**Directive**
Rewrite every line of the records below with "The component shall" replaced by "The system must" and everything else left unchanged, omitting the pictures from your answer.

(Source data)
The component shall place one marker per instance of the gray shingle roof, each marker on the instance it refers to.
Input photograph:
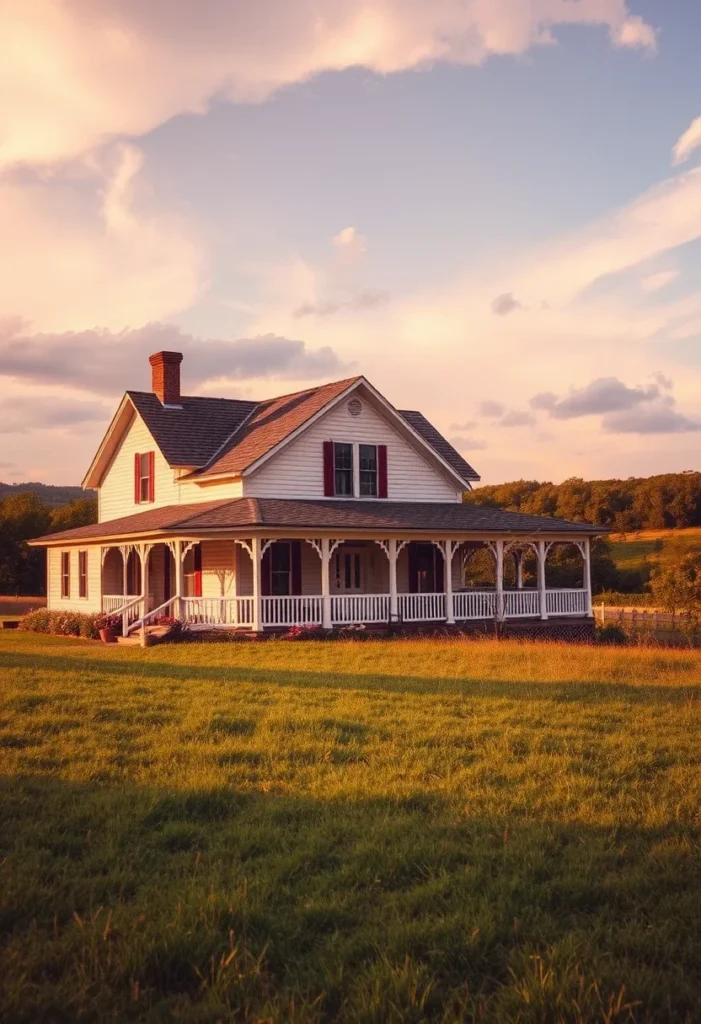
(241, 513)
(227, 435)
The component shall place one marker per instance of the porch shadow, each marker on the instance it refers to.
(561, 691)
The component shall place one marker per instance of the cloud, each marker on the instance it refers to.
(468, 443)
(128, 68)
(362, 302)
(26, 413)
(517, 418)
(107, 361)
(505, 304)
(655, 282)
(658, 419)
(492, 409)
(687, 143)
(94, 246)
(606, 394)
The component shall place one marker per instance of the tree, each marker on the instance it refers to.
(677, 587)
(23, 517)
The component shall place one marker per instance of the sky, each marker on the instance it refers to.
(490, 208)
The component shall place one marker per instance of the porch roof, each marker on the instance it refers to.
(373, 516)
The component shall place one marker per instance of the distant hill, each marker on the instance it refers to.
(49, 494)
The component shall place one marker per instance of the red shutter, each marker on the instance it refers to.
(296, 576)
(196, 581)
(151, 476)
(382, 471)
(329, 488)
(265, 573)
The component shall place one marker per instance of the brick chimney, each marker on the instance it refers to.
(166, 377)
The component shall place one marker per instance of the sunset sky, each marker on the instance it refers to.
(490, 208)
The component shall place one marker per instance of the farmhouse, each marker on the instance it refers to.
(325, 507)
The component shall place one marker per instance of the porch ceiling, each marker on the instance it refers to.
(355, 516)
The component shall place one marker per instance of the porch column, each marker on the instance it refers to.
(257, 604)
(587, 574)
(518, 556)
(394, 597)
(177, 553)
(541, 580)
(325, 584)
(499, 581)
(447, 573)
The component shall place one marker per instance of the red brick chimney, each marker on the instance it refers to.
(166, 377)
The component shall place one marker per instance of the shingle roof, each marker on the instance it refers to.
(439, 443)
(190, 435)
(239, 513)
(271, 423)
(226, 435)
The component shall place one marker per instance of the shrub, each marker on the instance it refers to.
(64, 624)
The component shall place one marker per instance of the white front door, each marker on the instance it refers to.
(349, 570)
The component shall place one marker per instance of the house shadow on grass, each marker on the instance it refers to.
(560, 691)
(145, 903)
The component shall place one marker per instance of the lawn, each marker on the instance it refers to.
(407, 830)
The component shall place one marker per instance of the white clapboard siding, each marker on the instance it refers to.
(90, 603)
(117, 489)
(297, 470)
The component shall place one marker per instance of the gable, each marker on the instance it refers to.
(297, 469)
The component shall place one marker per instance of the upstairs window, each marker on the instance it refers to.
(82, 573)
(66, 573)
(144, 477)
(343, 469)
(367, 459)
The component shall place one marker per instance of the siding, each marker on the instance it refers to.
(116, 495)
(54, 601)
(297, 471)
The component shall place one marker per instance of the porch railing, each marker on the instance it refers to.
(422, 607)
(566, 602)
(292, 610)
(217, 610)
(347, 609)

**Reply to the task**
The system must place one marker per instance of the gray shingle roof, each marker on the instance it refers to.
Input photograph:
(241, 513)
(227, 435)
The system must place one marker per instance of the porch shadow, each marker on the instance it refers to.
(561, 691)
The system must place one marker per instance of the cloud, each marker on the instance it refers to.
(468, 443)
(128, 68)
(362, 302)
(26, 413)
(517, 418)
(107, 361)
(505, 304)
(655, 282)
(658, 419)
(492, 409)
(687, 143)
(94, 246)
(606, 394)
The system must place one marker per instance of the tree, each marker on the instance it refers to.
(677, 587)
(23, 517)
The system must place one marker per instance of the sky, each marker on the instance it refers to.
(490, 208)
The system must place one marker per instance of the porch roof, each marker on the instance it refers to.
(373, 516)
The system must place one marker per instance of the distant hill, each marker on the instance it refers to.
(49, 494)
The system must place one marker per instance of the red shutter, each marker on the instance it refers to.
(296, 576)
(196, 581)
(151, 476)
(382, 471)
(329, 488)
(265, 573)
The system must place one marker per instance of the brick chimney, each marker on the instance it refers to.
(166, 377)
The system must place one marker per instance of the sunset sky, each marker on the instance it refers to.
(490, 208)
The system must place one marker per instance of the farmhouse, each marker on the instance it refers to.
(325, 507)
The system must place one marker per instance of the porch ceiling, each marker on the instance it refers to.
(355, 516)
The system must place one marker per instance of the porch column, each marker on the instance it refers to.
(257, 604)
(587, 574)
(518, 556)
(394, 597)
(177, 553)
(541, 580)
(325, 584)
(499, 581)
(447, 573)
The system must place one marker per instance of the red brick chimney, each marker on the instance it refers to.
(166, 377)
The system must place one marker per instance of the shingle roof, each marker on the instance it refers to.
(439, 443)
(190, 435)
(239, 513)
(271, 423)
(226, 435)
The system must place one marker per instance of the shrub, each marker on the instance it refers to.
(64, 624)
The system must place one marker per instance of the white front door, each marker on the instance it refers to.
(349, 570)
The system must place one marker per instance of the house shadow on grass, each marker on the instance it refers to.
(560, 691)
(145, 903)
The system must place one marker per instance of the lawn, each marker on the instance it refers to.
(407, 830)
The system must place one marker per instance of the white clapboard siding, each marker on the instance it refers to.
(90, 603)
(117, 489)
(297, 470)
The system must place one marker per instance of the gable, each marker on the instance it refers to.
(297, 469)
The system must place one marker per instance of the upstairs window, each marker on the instance it refers to.
(82, 573)
(66, 573)
(144, 477)
(343, 469)
(367, 459)
The system must place one marker per instance of the siding, each marker on the instance it refers to.
(116, 495)
(54, 601)
(297, 471)
The system must place one marker per instance of the porch railing, each marker on the instance it refers to.
(422, 607)
(566, 602)
(292, 610)
(217, 610)
(347, 609)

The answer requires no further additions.